▸ **Reading text**:
---

I had forgotten about that, and again, fair point, but I'm concerned
that it might not be a broad enough base of queries to test against.
(7 isn't a very large number.)

> Actually, I introduced the EAGER_AGGREGATE_RATIO mechanism in October
> to limit the planning effort for eager aggregation. For more details,
> please see [2].

OK, I missed this, but...

> And I don't think it's correct to say that we create a partially
> grouped rel for every baserel and every joinrel. This patch includes
> a bunch of logic to determine whether it's appropriate to create a
> grouped rel for a base or join rel. Furthermore, with the
> EAGER_AGGREGATE_RATIO mechanism, even if creating a grouped rel is
> possible, we will skip it if the grouped paths are considered not
> useful. All of these measures help reduce the number of grouped
> paths as well as the grouped relations in many cases where eager
> aggregation would not help a lot.

...it looks to me like EAGER_AGGREGATE_RATIO is used to set the
RelAggInfo's agg_useful field, which seems like it happens after the
RelOptInfo has already been created. I had been looking for something
that would avoid creating the RelOptInfo in the first place and I
didn't see it.

> Based on the TPC-DS benchmark results, I don't see "a lot of overhead"
> in the planning cost, at least for the 7 queries where eager
> aggregation is applied. As I said in [1], "For the planning time, I
> do not see notable regressions for any of the seven queries". In
> fact, I initially thought that we might consider enabling this by
> default, given the positive benchmark results, but I just couldn't
> summon the courage to do it. Perhaps we should reconsider enabling it
> by default, so users can benefit from the new feature and help
> identify any potential bugs.

If you're going to commit this, I think it would be a good idea to
enable it by default at least for now. If there are problems, it's
better to find out about them sooner rather than later. If they are
minor they can be fixed; if they are major, we can consider whether it
is better to fix them, disable the feature by default, or revert. We
can add an open item to reconsider the default setting during beta.

---

▸ **Pointing data excerpts**:
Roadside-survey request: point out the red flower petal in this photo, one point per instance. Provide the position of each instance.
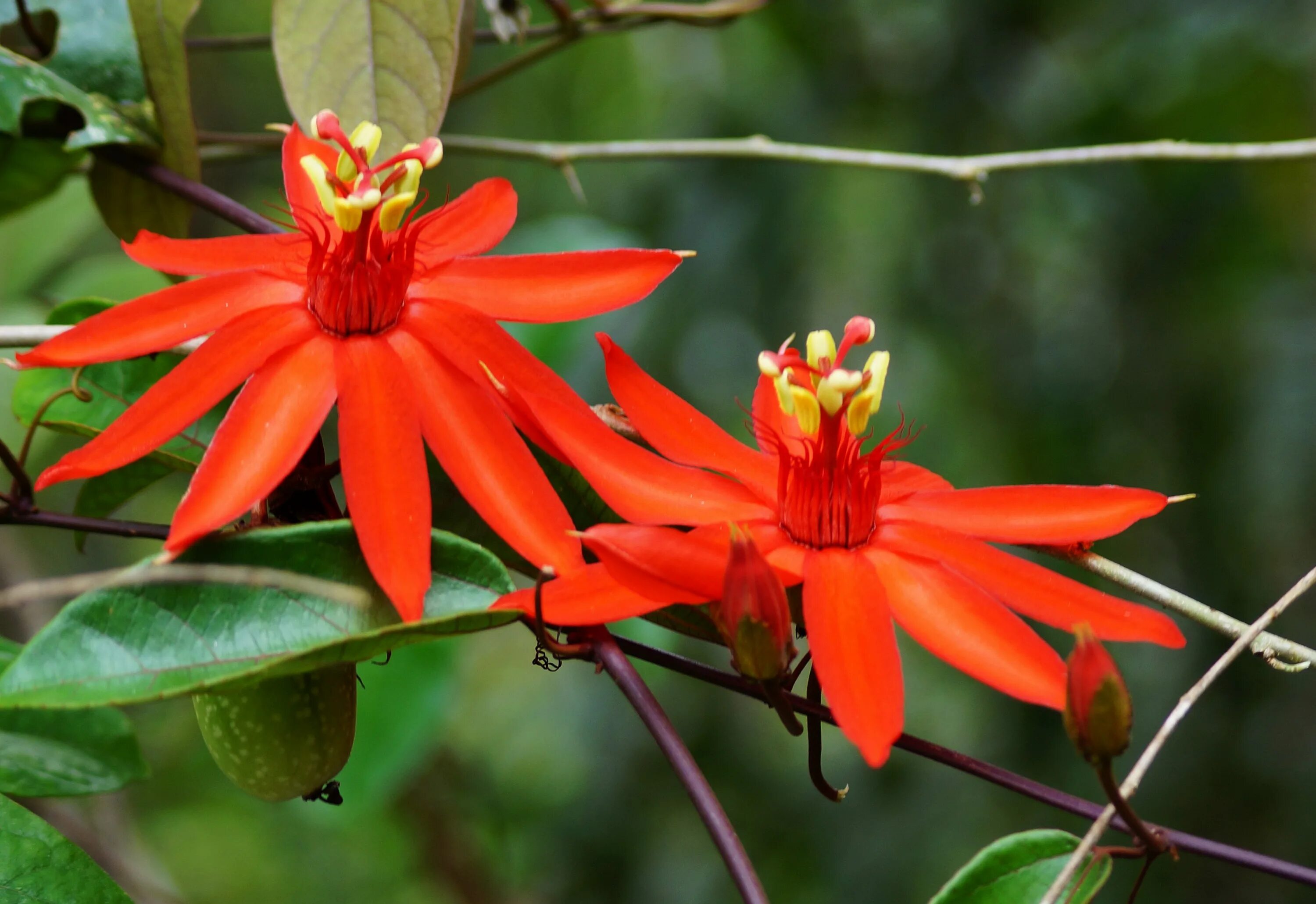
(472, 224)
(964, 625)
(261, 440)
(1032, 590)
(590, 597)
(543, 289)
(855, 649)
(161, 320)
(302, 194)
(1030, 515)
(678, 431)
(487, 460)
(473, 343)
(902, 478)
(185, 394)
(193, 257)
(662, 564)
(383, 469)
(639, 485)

---

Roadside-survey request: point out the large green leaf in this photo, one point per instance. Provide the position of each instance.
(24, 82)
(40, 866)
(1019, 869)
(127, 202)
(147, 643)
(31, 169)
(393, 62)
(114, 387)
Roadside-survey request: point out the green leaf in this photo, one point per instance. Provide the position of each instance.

---

▸ **Aim of the task**: Continue the mailing-list reply about eager aggregation from the point where it stops.

▸ **Right answer**:
> > As I said back in October, this seems like mixing together in one
> > RelOptInfo paths that really belong to two different RelOptInfos.
>
> I understand that you said about the design in October where
> "PartialAgg(t1 JOIN t2) and t1 JOIN PartialAgg(t2) get separate
> RelOptInfos", because "it's less clear whether it's fair to compare
> across the two categories". I've shared my thoughts on this in [5].
>
> Furthermore, even if we separate these grouped paths into two
> different RelOptInfos, we still face the issue that "different paths
> of a grouped relation can have very different row counts", and we need
> a way to handle this. One could argue that we can separate the
> grouped paths where partial aggregation is placed at different
> locations into different RelOptInfos, but this would lead to an
> explosion in the number of RelOptInfos for grouped relations as we
> climb up the join tree. I think this is neither realistic nor
> necessary.

It's possible you're right, but it does make me nervous. I do agree
that making the number of RelOptInfos explode would be really bad.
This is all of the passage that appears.